_The task_
Write the records out once more. Leave each line exactly as given.

Referring expression pointing data
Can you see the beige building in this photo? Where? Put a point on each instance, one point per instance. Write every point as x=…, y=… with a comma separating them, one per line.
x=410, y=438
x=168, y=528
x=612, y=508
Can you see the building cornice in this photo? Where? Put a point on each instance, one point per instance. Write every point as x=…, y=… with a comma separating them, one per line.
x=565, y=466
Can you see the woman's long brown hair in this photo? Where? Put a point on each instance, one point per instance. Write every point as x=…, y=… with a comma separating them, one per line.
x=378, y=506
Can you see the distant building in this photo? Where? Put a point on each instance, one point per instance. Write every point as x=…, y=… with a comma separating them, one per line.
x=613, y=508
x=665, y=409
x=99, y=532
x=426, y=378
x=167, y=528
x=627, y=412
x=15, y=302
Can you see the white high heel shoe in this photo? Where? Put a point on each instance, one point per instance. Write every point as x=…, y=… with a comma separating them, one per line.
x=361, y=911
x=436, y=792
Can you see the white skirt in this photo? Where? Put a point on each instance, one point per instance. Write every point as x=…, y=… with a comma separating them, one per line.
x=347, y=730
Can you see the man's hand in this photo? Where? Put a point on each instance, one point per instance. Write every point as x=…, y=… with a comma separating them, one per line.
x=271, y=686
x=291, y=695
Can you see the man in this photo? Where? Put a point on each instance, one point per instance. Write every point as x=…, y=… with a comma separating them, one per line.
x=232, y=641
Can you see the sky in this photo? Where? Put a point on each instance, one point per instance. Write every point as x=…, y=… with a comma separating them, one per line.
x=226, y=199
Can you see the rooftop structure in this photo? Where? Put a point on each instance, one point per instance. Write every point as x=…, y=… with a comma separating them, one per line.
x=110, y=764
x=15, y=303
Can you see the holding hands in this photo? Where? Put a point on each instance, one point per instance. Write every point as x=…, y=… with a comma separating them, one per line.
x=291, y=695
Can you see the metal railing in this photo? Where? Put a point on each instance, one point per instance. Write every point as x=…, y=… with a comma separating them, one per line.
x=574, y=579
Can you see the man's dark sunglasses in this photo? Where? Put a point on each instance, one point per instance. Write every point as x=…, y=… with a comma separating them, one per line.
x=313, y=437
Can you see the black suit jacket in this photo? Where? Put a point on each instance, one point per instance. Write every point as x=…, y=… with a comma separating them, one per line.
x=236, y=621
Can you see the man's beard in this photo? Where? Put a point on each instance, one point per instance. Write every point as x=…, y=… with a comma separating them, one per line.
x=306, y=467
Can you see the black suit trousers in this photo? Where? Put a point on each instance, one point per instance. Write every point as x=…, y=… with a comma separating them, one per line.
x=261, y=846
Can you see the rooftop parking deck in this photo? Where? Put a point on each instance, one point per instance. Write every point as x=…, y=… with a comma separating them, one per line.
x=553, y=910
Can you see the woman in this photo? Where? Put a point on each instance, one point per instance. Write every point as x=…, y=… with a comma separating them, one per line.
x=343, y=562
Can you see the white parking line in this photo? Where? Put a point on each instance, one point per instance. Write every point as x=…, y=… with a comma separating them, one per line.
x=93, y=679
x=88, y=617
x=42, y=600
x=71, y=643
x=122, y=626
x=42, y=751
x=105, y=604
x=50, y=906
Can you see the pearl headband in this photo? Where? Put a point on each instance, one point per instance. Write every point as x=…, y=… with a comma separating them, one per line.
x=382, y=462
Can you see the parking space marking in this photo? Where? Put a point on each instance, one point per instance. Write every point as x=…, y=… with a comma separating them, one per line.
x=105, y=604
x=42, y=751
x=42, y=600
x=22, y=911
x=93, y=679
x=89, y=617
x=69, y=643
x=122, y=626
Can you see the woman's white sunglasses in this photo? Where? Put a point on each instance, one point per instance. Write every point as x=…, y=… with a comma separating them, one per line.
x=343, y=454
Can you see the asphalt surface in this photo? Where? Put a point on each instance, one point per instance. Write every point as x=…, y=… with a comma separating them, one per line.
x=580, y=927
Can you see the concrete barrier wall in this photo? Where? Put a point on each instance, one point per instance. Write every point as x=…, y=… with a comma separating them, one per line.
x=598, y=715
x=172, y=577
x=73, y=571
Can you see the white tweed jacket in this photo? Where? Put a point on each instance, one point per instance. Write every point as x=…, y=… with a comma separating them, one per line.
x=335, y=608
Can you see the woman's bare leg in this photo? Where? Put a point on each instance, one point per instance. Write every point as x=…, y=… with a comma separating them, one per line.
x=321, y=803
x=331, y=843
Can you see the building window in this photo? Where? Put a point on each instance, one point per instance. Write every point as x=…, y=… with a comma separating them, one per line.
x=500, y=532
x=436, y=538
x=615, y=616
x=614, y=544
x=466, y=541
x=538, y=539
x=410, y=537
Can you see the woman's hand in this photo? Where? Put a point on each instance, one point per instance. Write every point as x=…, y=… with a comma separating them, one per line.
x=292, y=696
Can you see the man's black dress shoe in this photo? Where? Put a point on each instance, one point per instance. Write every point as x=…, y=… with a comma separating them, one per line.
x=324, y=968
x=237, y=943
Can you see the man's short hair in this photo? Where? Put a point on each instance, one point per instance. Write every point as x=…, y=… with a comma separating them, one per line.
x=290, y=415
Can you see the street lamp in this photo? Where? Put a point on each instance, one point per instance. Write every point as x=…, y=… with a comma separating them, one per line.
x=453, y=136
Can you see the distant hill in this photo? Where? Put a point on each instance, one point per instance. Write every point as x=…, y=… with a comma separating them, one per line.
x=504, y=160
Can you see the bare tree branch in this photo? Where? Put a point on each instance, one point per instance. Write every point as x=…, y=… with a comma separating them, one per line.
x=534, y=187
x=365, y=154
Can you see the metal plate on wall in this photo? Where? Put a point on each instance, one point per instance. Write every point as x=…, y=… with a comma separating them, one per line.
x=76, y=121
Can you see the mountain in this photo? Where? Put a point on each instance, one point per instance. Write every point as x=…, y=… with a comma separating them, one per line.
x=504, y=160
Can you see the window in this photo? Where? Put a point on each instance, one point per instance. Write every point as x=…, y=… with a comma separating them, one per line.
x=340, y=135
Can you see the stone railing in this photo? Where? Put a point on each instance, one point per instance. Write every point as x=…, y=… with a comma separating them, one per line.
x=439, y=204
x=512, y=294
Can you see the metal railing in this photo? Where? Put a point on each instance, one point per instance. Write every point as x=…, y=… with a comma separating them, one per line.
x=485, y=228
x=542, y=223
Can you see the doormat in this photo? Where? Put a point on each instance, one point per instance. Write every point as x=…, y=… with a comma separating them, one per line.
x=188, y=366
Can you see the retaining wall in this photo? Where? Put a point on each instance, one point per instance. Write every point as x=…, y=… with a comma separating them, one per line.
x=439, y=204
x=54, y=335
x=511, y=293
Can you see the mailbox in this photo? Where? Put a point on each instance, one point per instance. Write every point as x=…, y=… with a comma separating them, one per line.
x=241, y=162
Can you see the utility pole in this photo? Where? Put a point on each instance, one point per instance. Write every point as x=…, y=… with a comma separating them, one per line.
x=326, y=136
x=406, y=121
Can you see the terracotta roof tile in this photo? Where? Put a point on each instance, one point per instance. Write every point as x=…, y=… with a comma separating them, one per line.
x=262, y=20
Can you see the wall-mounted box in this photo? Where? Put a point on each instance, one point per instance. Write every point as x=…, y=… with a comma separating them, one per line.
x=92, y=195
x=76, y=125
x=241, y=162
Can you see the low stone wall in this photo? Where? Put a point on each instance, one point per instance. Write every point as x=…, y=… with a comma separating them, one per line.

_The completed task_
Can you see the beige building in this photo? Where? Put a point on each instance, one point per instance. Write every point as x=…, y=… with a comma separating them, one per line.
x=410, y=438
x=168, y=528
x=612, y=508
Can you see the building cornice in this photo? Where? Put a point on each instance, one point per instance. Write every point as x=…, y=… with a comma separating them, one per line.
x=565, y=466
Can you see the woman's long brown hair in this photo? Where? Put a point on each instance, one point per instance. Write every point as x=…, y=… with a comma separating them, one per line.
x=378, y=506
Can you see the distant building in this photo? Where? Put a point on each instance, one point per instance. Write every point as x=…, y=… with a comma separating them, one per line.
x=613, y=508
x=665, y=409
x=99, y=532
x=426, y=378
x=167, y=528
x=627, y=412
x=15, y=302
Can you see the white high heel shoe in this photo? Where? Put a point on each instance, one point per instance. Write every point as x=…, y=… with a comma separating them, one per line.
x=361, y=911
x=436, y=792
Can you see the white skirt in this photo? Where? Put a point on each instance, one point per instance. Write every point as x=…, y=… with a comma separating them, one per line.
x=347, y=730
Can you see the man's hand in this photo? Where? Put a point on each instance, one point per instance. Write every point as x=…, y=… with a comma separating them, one per line.
x=271, y=686
x=291, y=695
Can you see the man in this photo? Where? Put a point on each instance, one point per instance. Write every point as x=…, y=… with a comma separating them, one per line.
x=232, y=641
Can you see the sky in this photo? Where? Put a point on each instance, one point per instance. Write every point as x=…, y=… with a comma separating them, one per line.
x=226, y=199
Can you see the rooftop structure in this photo? Where? Put a point on each instance, one point per instance. Write every point as x=…, y=… with a comma separating them, one per line.
x=110, y=764
x=15, y=303
Can you see the holding hands in this photo? Where? Put a point on each instance, one point per instance. Write every point as x=…, y=… with a comma separating them, one per line.
x=291, y=695
Can you see the metal railing in this photo? Where? Put a point on each instance, one point per instance. Write every point as x=…, y=… with a comma separating them, one per line.
x=574, y=579
Can you see the man's dark sunglasses in this photo? Where? Put a point on each instance, one point per instance. Write every point as x=…, y=… with a comma separating them, one per line.
x=313, y=437
Can you see the black suit jacket in this photo? Where? Put a point on each instance, one point per instance. Write every point as x=…, y=… with a comma separating them, one per line.
x=236, y=621
Can you see the man's beard in this photo? Where? Put a point on each instance, one point per instance. Write every point as x=…, y=… with a comma separating them, one per line.
x=306, y=467
Can you see the black suit trousers in this photo? Where? Put a point on each instance, one point per instance. Write every point as x=…, y=… with a comma separating them, one per line.
x=261, y=846
Can you see the rooftop parking deck in this photo? Where? Put a point on each instance, one point per instance. Write every point as x=…, y=… with a comma separating them, one per line.
x=553, y=910
Can you see the woman in this photo? Where? Put a point on each instance, one point per instance. Write every point as x=…, y=… with a comma separating them, one per line.
x=343, y=562
Can you see the white parking line in this photo? Where? Put a point on each instance, one point per instance. Write every point as x=…, y=… with a comma separating them, one per line.
x=93, y=679
x=88, y=617
x=42, y=600
x=71, y=643
x=122, y=626
x=42, y=751
x=105, y=604
x=50, y=906
Can you see the pearl headband in this photo? Where? Put a point on each instance, one point per instance. Write every point as x=…, y=… with a comma separating them, one per line.
x=382, y=462
Can you see the parking space marking in this photo? Where? Put a point on each instance, one point per instance. Write every point as x=…, y=… with a comma separating them, one per line.
x=105, y=604
x=42, y=751
x=42, y=600
x=22, y=911
x=93, y=679
x=89, y=617
x=69, y=643
x=122, y=626
Can you see the woman's white sunglasses in this photo? Where? Put a point on each instance, one point per instance. Write every point as x=…, y=… with a comma separating them, one per line.
x=343, y=454
Can you see the asphalt surface in this photo? Where? Put a point on each instance, one point per instance. Write every point as x=…, y=… with a comma separating them, one per line.
x=580, y=927
Can you see the concrete barrier wall in this photo? Where? Put a point on each instance, one point per instance. Write every point as x=…, y=… with a comma separating them, one per line.
x=598, y=715
x=172, y=577
x=73, y=571
Can you see the white tweed jacket in this photo? Where? Put a point on each instance, one point per instance. Write every point as x=…, y=… with a comma separating them, one per line.
x=335, y=608
Can you see the woman's bare leg in this photo? Where? Put a point on each instance, one point per instance. Write every point as x=…, y=… with a comma separating them, one per line.
x=321, y=803
x=331, y=843
Can you see the building window in this photo? Where? Put a point on each instance, one point per instance. Write every point as x=…, y=… with a comma separating them, one per line.
x=500, y=532
x=436, y=538
x=615, y=616
x=614, y=544
x=466, y=541
x=538, y=539
x=410, y=537
Can you see the woman's hand in this photo? Where? Put a point on each instance, one point per instance. Write every point as x=…, y=… with a comma separating them, one per line.
x=292, y=696
Can you see the man's black dress shoe in this photo? Where? Put a point on each instance, one point per instance. Write every point as x=…, y=… with a comma separating them, one per line.
x=324, y=968
x=237, y=943
Can you see the man's short hair in this photo? Where? Put a point on each instance, one point per instance. Write every point as x=…, y=… with a comma separating them, one per line.
x=290, y=415
Can you see the street lamp in this photo? Where? Put a point on each instance, one point per instance. Write every point as x=…, y=… with a comma separating them, one per line.
x=453, y=136
Can you see the distant hill in this photo? Where? Put a point on each instance, one point per instance. Write every point as x=…, y=… with a comma separating them, one per line.
x=504, y=160
Can you see the bare tree branch in this photo? Where? Put a point on each instance, one point per instance. Write every point as x=…, y=… with a comma separating them, one per line.
x=534, y=187
x=365, y=154
Can you see the metal plate on wall in this photo? Where? Put a point on each instance, one point per instance. Write every point as x=…, y=… with a comma separating them, one per line.
x=76, y=121
Can you see the mountain in this photo? Where? Put a point on each instance, one point per instance. Write every point as x=…, y=… with a comma separating them, one per line.
x=504, y=160
Can you see the window in this photo? Where? Put a point on each instance, one point per instance. Write every point as x=…, y=… with a comma separating them, one per line.
x=340, y=135
Can you see the stone railing in this photo? Where? Put a point on each instance, one point per instance. Write every point as x=…, y=… with a comma separating them, one per line.
x=439, y=204
x=512, y=294
Can you see the metal railing in this photo? Where? Put a point on each instance, one point per instance. Write every point as x=…, y=… with a comma separating them, one per line.
x=485, y=228
x=542, y=223
Can you see the doormat in this photo? Where? Put a point on each instance, one point per instance. Write every point as x=…, y=… with a comma separating them, one per line.
x=188, y=366
Can you see the retaining wall in this photo? Where? Put a point on each instance, one point per instance. Write every point as x=…, y=… with a comma separating them, one per line.
x=439, y=204
x=54, y=335
x=511, y=293
Can you see the mailbox in this photo? Where? Put a point on each instance, one point per instance. Write every point as x=…, y=… with a comma separating them, one per line.
x=241, y=162
Can you see the utility pole in this photo? Where? Put a point on each instance, one point per instance. Write every point as x=…, y=… with a comma separating them, one per line.
x=326, y=136
x=406, y=121
Can you see the terracotta roof tile in this photo? Where? Put a point on each instance, one point per instance. Write every point as x=…, y=… with a comma separating them, one per line.
x=262, y=20
Can you see the wall-mounted box in this photo? Where? Put a point on each instance, one point per instance. Write every point as x=…, y=… with a comma separating them, one per line.
x=92, y=195
x=76, y=125
x=241, y=162
Can you see the low stone wall in this photo? Where? Put a point on each instance, one point per instance. Write every point as x=…, y=… with a comma separating them, one per line.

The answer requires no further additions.